── EXCERPT ──
Even, we feel sorry for the psychology of the child who speaks of the home seekness. Here Lamb says in the guise of Coleridge, "I was a poor friendless boy." Again he says, " O the cruelty of separating a poor lad from his early homestead ! The yearning which I used to have towards it in those unfledged years ! How, in my dreams, would my native town (far in the west) come back, with its church, and trees, and faces!" However, humour is not far off - the account of Hodges' pet ass, which he kept in the dormitory, is funny. It is hilarious to read about how the ass betrayed itself and its patron by braying loudly.
There was also fun and games which relieved the darkness and gloom because of the comic characterization of these two masters. The Upper Master and the Lower Master presented a remarkable contrast. Field, The Lower Master, was a mild and lenient man who did not enforce discipline. Hue Upper Master Boyer, was very strict and heavy handed with his beatings and students feared him. He had two wigs which gave a clue to the mood he was in for the day. One wig denoted that he was in a good mood and would not beat anyone that day; the other denoted a bad mood and that day the boys would be in for a terrible time.
Similarly, the comments that he makes in "A Bachelor's Complaint of the Behaviour of Married People" are humorous as well as pathetic. Here the essayist tries to find out a number of weaknesses in married people in a humorous way and therefore finds much consolation in this state of bachelorhood.
He tells about some of the bitter experiences and expresses his agony for the behaviour of the married people whom he thinks pretend lovers. Here he says, " What oftenest offends of at the houses of married persons where I visit, is an error of quite a description:- it is that they are too loving". He thinks that the married people generally show that they are "too loving" and they show these things to the unmarried people "so shamelessly". This type of behaviour of the married people is painful to him.
───
── SOURCE DATA ──
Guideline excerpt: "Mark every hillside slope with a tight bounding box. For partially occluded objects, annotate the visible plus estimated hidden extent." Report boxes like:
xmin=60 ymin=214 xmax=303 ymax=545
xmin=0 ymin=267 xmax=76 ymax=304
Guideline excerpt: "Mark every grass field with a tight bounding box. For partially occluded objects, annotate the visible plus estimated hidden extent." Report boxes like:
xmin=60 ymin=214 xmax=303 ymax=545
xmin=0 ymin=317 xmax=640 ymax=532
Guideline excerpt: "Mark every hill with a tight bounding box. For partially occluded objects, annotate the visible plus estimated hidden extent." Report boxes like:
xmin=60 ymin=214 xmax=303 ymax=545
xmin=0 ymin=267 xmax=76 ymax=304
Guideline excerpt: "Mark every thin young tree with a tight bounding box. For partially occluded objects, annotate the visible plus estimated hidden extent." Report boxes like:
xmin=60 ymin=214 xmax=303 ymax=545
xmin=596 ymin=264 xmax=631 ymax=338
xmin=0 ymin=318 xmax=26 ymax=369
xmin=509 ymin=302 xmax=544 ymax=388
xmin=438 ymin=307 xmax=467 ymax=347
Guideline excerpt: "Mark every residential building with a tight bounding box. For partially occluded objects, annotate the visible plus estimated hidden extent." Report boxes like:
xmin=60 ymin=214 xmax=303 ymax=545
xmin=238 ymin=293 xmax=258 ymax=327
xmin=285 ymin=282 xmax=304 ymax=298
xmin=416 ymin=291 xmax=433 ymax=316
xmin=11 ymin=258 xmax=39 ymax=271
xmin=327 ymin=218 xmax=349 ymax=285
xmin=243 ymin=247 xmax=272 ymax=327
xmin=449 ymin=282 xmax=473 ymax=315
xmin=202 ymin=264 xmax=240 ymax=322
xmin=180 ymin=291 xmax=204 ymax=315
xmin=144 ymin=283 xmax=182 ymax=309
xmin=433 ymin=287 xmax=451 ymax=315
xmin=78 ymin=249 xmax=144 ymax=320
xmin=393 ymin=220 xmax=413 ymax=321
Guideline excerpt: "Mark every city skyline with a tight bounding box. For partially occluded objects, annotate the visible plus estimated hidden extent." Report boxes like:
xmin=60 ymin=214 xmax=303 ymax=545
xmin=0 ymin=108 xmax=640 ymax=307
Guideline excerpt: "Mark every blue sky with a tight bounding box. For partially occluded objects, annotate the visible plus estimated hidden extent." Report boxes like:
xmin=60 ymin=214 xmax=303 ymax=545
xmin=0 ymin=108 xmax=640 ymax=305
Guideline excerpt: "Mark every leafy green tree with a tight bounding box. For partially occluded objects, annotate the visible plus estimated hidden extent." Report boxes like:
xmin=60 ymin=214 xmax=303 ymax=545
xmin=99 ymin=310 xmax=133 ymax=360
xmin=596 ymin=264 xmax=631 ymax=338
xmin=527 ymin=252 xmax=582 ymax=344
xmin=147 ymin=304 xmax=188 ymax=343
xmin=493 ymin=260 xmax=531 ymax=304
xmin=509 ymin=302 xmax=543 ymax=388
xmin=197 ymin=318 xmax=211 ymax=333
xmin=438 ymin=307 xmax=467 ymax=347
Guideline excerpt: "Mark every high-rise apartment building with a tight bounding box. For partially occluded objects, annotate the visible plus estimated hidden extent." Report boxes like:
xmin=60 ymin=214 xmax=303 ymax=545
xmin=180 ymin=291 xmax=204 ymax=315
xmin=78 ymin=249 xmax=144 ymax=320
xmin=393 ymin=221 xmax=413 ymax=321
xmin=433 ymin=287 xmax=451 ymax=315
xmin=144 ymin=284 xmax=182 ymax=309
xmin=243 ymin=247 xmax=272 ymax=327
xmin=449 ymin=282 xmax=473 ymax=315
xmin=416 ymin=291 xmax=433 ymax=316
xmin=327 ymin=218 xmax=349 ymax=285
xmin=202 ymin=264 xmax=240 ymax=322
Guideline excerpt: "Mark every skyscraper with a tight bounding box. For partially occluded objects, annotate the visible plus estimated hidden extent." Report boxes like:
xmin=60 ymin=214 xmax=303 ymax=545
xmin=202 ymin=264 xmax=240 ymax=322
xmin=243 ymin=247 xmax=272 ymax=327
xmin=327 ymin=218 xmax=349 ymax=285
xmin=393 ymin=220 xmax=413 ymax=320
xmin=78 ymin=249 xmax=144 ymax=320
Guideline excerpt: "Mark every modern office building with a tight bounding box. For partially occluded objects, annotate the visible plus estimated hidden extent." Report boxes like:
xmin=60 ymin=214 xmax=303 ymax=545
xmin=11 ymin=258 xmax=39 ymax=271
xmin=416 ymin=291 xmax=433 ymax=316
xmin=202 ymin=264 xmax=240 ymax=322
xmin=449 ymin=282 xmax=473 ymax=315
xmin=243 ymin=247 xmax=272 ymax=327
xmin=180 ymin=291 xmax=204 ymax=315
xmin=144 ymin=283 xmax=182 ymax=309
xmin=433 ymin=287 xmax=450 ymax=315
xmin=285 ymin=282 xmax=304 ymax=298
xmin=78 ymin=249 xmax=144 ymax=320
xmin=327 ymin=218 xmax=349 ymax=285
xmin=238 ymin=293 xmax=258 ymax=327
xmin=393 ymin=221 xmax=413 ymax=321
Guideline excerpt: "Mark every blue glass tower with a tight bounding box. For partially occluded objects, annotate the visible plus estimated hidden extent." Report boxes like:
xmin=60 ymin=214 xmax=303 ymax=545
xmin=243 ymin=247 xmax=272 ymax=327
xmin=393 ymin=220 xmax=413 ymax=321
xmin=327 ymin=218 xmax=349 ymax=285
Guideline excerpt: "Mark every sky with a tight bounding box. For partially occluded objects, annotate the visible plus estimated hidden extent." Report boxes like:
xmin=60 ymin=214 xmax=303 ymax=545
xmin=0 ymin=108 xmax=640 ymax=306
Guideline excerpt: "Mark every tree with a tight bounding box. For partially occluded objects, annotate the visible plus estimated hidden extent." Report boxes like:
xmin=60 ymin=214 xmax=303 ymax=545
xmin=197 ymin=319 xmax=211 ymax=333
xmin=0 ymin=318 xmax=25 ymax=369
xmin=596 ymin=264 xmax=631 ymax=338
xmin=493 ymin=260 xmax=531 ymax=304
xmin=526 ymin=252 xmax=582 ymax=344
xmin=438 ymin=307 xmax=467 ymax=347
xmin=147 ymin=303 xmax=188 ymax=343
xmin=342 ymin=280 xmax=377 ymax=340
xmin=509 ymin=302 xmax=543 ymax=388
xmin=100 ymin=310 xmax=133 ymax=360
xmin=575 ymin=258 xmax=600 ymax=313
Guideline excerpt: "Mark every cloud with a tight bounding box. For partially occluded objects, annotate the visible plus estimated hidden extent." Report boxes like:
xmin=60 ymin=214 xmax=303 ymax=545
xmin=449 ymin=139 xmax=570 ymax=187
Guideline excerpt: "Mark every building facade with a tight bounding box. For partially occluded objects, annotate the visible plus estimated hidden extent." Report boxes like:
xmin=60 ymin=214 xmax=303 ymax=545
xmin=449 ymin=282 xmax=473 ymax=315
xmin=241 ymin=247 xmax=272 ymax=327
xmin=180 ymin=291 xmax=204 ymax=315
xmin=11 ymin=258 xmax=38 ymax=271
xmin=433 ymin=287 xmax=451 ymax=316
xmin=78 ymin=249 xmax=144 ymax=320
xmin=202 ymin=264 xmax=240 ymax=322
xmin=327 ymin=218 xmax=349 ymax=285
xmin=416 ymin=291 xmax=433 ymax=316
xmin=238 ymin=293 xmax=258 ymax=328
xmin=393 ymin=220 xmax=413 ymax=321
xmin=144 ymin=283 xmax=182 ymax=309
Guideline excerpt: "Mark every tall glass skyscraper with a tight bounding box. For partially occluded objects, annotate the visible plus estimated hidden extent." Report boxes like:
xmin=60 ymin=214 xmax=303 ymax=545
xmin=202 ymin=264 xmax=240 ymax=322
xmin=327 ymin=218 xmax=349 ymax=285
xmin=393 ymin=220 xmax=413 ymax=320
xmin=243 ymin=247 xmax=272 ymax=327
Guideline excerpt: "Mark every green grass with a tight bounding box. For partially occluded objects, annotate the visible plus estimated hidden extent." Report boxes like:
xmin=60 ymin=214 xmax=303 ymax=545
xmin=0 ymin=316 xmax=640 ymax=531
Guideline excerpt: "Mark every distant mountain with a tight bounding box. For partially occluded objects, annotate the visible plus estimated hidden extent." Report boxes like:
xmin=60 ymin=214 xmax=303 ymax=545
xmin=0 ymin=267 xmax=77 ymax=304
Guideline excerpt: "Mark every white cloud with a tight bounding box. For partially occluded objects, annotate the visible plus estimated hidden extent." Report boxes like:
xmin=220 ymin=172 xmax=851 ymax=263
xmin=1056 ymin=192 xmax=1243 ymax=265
───
• PROBLEMS AND TASKS:
- 1) In the excerpt about Charles Lamb's essays, which master is described as mild and lenient?
- 2) Retype the part of the excerpt about Charles Lamb's essays that begins at the words "Similarly, the comments" and stops after "painful to him.".
- 3) Extend the excerpt about Charles Lamb's essays past its final sentence.

• WRITTEN RESPONSES:
- 1) Field, the Lower Master.

- 2)
Similarly, the comments that he makes in "A Bachelor's Complaint of the Behaviour of Married People" are humorous as well as pathetic. Here the essayist tries to find out a number of weaknesses in married people in a humorous way and therefore finds much consolation in this state of bachelorhood.
He tells about some of the bitter experiences and expresses his agony for the behaviour of the married people whom he thinks pretend lovers. Here he says, " What oftenest offends of at the houses of married persons where I visit, is an error of quite a description:- it is that they are too loving". He thinks that the married people generally show that they are "too loving" and they show these things to the unmarried people "so shamelessly". This type of behaviour of the married people is painful to him.

- 3)
This kind of display is an insult to a bachelor. He says that wife has the tendency to show that she is the happiest creature in the world. He amused us by telling of the young married lady who could not believe that a bachelor could know anything like the best-mode of breeding oysters. The tricks adopted by the wives to cut of the relation between their husband and the bachelors also amuse us. The most amusing event in this essay is Lamb's attitudes towards children. He says that children are not rare thing, they are common. So, couple should not be proud of them. He says,
"If they were young phoenix indeed that were born but one in a year there might be a pretext. But which they are so common..."
There is another expression bears a find humour as well are pathos, that the wife who kept him waiting for dinner two or three hours beyond the usual time and she passed on a more savoury dish to her husband, recommending a less savoury one to Lamb.
In the concluding part it can be said that in Charles Lamb's essays humour and pathos are inseparable and for these things his essays become rich and stylistic.